_Challenge 1_.
Answer these questions about the mailing-list message below:
(a) What is the date and time given for the message?
(b) Which commit does Amit Kapila say also needs to be considered?
(c) In which structure does Amit Kapila suggest keeping another flag?

Re: Disallow UPDATE/DELETE on table with unpublished generated column as REPLICA IDENTITY

From: vignesh C <vignesh21(at)gmail(dot)com>
To: Shlok Kyal <shlok(dot)kyal(dot)oss(at)gmail(dot)com>
Cc: "Zhijie Hou (Fujitsu)" <houzj(dot)fnst(at)fujitsu(dot)com>, PostgreSQL-development <pgsql-hackers(at)postgresql(dot)org>, Amit Kapila <amit(dot)kapila16(at)gmail(dot)com>
Subject: Re: Disallow UPDATE/DELETE on table with unpublished generated column as REPLICA IDENTITY
Date: 2024-11-14 06:52:44
Message-ID: CALDaNm0=aKhjxNb9L9L1bCCQD+38JYGGtOZLm4QHjxAmLUg8uQ@mail.gmail.com
Views: Raw Message | Whole Thread | Download mbox | Resend email
Thread:
Lists: pgsql-hackers

On Wed, 13 Nov 2024 at 11:15, Shlok Kyal <shlok(dot)kyal(dot)oss(at)gmail(dot)com> wrote:
>
> Thanks for providing the comments.
>
> On Tue, 12 Nov 2024 at 12:52, Zhijie Hou (Fujitsu)
> <houzj(dot)fnst(at)fujitsu(dot)com> wrote:
> >
> > On Friday, November 8, 2024 7:06 PM Shlok Kyal <shlok(dot)kyal(dot)oss(at)gmail(dot)com> wrote:
> > >
> > > Hi Amit,
> > >
> > > On Thu, 7 Nov 2024 at 11:37, Amit Kapila <amit(dot)kapila16(at)gmail(dot)com> wrote:
> > > >
> > > > On Tue, Nov 5, 2024 at 12:53 PM Shlok Kyal <shlok(dot)kyal(dot)oss(at)gmail(dot)com>
> > > wrote:
> > > > >
> > > > > To avoid the issue, we can disallow UPDATE/DELETE on table with
> > > > > unpublished generated column as REPLICA IDENTITY. I have attached a
> > > > > patch for the same.
> > > > >
> > > >
> > > > +CREATE PUBLICATION pub_gencol FOR TABLE testpub_gencol; UPDATE
> > > > +testpub_gencol SET a = 100 WHERE a = 1;
> > > > +ERROR: cannot update table "testpub_gencol"
> > > > +DETAIL: Column list used by the publication does not cover the
> > > > replica identity.
> > > >
> > > > This is not a correct ERROR message as the publication doesn't have
> > > > any column list associated with it. You have added the code to detect
> > > > this in the column list code path which I think is not required. BTW,
> > > > you also need to consider the latest commit 7054186c4e for this. I
> > > > guess you need to keep another flag in PublicationDesc to detect this
> > > > and then give an appropriate ERROR.
> > >
> > > I have addressed the comments and provided an updated patch. Also, I am
> > > currently working to fix this issue in back branches.
> >
> > Thanks for the patch. I am reviewing it and have some initial comments:
> >
> >
> > 1.

Data items:
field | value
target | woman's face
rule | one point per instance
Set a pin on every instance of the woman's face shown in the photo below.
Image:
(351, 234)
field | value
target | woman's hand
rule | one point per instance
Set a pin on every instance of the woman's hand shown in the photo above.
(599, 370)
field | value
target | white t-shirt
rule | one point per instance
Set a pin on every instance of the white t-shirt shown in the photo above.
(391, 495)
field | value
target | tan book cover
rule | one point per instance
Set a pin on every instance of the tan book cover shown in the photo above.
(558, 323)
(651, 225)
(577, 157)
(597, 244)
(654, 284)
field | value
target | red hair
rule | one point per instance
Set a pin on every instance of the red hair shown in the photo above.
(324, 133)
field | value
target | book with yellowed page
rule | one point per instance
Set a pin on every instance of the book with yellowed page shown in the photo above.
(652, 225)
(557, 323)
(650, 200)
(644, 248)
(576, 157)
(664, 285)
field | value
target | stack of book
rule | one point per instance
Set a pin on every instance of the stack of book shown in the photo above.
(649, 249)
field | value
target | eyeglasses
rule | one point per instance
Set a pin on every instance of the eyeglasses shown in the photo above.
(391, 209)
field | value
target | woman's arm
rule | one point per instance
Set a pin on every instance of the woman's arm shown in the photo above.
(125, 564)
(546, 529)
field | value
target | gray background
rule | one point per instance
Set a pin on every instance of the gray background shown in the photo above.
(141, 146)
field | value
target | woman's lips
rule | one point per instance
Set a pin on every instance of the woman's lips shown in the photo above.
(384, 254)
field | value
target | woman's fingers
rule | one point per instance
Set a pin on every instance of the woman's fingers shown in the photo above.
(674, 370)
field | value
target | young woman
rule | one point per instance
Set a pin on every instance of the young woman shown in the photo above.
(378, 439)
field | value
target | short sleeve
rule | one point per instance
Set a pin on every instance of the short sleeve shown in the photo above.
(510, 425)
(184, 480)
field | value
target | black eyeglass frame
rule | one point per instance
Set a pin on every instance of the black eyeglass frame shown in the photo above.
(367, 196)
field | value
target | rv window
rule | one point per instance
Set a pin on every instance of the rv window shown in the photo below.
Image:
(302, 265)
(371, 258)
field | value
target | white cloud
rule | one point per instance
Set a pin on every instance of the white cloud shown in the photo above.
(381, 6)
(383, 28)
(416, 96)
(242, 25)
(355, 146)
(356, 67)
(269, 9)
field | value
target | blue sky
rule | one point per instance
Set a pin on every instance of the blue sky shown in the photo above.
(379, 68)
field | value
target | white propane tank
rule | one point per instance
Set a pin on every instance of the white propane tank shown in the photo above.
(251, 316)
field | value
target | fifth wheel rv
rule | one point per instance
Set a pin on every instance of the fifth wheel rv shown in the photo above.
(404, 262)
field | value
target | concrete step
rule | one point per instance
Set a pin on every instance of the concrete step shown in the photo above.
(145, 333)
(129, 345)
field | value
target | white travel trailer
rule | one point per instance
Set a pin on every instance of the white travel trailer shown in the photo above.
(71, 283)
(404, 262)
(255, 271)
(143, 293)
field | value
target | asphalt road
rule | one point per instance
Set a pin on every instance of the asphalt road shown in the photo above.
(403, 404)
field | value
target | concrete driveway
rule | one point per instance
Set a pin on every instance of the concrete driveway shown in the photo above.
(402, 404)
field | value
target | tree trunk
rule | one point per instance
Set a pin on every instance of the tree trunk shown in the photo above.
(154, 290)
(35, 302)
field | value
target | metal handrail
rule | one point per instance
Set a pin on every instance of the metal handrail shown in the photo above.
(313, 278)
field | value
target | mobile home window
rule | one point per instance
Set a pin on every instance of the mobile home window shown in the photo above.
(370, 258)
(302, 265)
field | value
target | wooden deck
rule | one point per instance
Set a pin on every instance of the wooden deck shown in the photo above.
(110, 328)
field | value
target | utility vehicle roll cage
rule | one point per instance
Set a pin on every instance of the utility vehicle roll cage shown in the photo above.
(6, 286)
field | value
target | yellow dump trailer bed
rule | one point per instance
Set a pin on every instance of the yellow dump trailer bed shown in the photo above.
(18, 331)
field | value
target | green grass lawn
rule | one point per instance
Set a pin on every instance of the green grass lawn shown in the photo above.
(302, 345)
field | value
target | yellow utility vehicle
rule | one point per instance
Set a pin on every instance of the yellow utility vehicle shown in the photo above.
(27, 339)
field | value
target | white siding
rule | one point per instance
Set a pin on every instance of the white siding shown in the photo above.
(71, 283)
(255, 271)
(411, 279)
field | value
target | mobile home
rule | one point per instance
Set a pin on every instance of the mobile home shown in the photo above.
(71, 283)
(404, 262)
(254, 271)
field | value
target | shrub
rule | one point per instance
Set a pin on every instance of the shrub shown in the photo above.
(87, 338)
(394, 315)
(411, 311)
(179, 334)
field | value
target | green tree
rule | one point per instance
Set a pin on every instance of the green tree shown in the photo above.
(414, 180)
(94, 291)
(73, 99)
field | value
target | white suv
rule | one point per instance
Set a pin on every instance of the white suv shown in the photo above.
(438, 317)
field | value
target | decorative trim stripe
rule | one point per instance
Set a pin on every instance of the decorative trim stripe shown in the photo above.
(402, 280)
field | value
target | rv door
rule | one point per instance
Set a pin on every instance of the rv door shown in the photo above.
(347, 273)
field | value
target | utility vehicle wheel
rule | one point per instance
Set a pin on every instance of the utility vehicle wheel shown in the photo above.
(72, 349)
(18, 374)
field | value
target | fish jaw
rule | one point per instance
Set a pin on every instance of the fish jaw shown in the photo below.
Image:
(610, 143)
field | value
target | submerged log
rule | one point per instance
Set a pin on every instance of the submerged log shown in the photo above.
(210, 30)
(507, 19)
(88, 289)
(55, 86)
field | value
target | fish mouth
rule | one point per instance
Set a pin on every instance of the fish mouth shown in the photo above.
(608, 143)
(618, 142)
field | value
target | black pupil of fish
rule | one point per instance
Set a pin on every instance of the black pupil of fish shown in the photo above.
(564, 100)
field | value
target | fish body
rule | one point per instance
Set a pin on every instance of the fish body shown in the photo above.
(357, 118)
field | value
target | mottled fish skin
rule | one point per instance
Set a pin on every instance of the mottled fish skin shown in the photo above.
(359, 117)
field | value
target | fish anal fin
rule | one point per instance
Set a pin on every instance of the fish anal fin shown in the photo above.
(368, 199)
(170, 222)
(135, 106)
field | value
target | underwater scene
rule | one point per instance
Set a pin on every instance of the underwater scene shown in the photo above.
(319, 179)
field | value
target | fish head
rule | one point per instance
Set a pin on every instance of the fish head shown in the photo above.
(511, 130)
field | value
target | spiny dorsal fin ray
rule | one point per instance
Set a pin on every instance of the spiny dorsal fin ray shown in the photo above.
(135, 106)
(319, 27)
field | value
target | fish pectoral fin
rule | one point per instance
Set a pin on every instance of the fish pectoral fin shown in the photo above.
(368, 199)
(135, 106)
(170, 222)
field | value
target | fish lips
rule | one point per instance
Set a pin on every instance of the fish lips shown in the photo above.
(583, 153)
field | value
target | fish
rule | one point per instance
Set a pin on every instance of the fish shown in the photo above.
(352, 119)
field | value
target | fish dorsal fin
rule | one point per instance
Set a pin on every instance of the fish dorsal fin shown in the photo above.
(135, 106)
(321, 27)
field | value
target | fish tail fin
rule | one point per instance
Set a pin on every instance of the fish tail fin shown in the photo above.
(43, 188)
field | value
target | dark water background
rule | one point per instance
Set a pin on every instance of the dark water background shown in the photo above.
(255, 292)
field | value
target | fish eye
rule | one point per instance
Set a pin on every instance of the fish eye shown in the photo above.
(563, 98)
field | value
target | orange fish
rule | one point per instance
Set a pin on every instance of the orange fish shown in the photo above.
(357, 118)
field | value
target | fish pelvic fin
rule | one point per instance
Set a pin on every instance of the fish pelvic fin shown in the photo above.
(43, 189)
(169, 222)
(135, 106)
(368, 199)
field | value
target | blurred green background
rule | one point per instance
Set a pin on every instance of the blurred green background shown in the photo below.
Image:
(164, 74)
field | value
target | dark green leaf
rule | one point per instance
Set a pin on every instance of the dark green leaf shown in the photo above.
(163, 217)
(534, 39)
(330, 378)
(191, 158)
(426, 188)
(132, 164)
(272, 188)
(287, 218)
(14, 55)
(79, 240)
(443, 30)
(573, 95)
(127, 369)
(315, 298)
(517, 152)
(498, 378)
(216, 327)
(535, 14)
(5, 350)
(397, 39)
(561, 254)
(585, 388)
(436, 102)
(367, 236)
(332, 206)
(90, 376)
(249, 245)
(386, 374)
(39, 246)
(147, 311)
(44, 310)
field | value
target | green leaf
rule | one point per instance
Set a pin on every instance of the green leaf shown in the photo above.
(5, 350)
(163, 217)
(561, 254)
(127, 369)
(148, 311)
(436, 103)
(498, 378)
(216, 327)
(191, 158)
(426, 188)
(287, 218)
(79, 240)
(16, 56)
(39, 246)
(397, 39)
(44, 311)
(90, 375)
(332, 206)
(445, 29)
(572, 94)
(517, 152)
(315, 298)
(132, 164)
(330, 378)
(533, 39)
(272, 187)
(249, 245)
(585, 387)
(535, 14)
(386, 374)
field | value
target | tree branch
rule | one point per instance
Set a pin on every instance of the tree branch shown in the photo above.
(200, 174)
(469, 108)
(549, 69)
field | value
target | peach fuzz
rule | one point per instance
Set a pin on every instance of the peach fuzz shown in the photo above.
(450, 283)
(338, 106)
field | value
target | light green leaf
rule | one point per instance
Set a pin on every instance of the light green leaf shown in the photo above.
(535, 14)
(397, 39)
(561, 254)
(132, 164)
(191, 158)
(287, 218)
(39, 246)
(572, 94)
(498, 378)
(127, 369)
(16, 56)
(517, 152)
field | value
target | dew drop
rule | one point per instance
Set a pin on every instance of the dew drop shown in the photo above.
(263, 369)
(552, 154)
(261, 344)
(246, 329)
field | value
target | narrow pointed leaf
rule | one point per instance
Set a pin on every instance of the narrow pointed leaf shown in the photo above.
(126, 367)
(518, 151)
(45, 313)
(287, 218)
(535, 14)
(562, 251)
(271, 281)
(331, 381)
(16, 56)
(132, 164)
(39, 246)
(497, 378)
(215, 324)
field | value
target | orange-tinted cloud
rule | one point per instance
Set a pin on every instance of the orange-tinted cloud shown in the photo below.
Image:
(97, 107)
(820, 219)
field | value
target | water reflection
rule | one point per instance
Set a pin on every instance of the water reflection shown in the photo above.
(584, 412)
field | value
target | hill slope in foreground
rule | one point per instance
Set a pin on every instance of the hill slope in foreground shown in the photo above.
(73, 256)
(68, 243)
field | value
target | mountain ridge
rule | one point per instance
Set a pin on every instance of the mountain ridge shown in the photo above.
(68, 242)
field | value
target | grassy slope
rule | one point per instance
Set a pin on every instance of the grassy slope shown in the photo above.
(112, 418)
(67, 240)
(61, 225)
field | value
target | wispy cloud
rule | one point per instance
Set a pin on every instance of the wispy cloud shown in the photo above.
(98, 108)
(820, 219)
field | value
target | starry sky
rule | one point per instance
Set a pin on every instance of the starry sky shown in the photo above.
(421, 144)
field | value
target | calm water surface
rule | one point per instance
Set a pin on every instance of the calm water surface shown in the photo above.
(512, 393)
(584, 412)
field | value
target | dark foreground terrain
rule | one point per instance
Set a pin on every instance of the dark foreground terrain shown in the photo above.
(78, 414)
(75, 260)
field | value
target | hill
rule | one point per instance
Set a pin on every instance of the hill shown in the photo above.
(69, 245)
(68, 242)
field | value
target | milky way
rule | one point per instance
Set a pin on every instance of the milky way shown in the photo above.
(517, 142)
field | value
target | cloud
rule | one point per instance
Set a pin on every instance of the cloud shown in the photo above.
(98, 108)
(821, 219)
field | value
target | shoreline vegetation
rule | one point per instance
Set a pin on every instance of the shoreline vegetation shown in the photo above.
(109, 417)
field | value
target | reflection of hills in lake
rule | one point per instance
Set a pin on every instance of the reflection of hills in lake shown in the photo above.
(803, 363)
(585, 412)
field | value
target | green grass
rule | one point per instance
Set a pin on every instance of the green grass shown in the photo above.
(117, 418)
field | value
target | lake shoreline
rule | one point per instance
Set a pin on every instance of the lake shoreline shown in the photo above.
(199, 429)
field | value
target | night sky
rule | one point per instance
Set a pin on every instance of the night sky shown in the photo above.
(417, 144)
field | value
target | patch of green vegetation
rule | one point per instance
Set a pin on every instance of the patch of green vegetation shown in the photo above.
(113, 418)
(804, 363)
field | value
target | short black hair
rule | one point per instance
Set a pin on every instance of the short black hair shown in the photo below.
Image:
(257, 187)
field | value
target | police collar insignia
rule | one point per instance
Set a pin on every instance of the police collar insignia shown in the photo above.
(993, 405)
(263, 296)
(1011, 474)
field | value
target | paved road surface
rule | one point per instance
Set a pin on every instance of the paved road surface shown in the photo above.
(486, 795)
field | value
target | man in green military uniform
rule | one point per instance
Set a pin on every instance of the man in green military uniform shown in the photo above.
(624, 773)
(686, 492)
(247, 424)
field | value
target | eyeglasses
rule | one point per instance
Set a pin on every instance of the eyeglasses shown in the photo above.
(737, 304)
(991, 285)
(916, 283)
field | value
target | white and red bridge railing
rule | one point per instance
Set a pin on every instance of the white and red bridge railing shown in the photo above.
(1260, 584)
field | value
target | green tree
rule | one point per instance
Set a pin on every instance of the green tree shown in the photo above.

_Challenge 2_. Select and copy every line of the entries above that contains the string "vegetation". Case counts.

_Complete response 1_.
(a) 2024-11-14 06:52:44
(b) 7054186c4e
(c) PublicationDesc

_Complete response 2_.
target | shoreline vegetation
Set a pin on every instance of the shoreline vegetation shown in the photo above.
target | patch of green vegetation
Set a pin on every instance of the patch of green vegetation shown in the photo above.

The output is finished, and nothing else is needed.